■ STATED EXERCISE:
Reproduce each of the items below word for word, omitting the pictures.

■ DATA LISTING:

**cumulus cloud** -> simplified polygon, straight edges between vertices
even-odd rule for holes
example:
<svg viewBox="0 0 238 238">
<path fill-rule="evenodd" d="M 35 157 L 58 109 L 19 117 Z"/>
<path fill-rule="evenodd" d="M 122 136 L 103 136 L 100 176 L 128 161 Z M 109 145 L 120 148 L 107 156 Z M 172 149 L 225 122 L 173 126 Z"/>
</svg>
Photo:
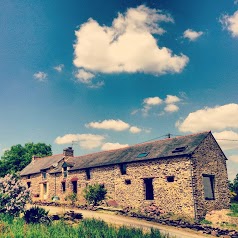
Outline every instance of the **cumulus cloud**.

■ REPLY TO THE TASK:
**cumulus cloud** -> simplified polygon, straight edges between vertices
even-odd rule for holes
example:
<svg viewBox="0 0 238 238">
<path fill-rule="evenodd" d="M 35 157 L 58 109 L 19 117 Z"/>
<path fill-rule="evenodd" d="M 122 136 L 103 136 L 100 176 L 128 161 Z M 109 145 L 120 148 L 107 156 Z M 172 149 L 225 122 L 173 126 Z"/>
</svg>
Photo:
Outline every instance of the **cumulus cloud**.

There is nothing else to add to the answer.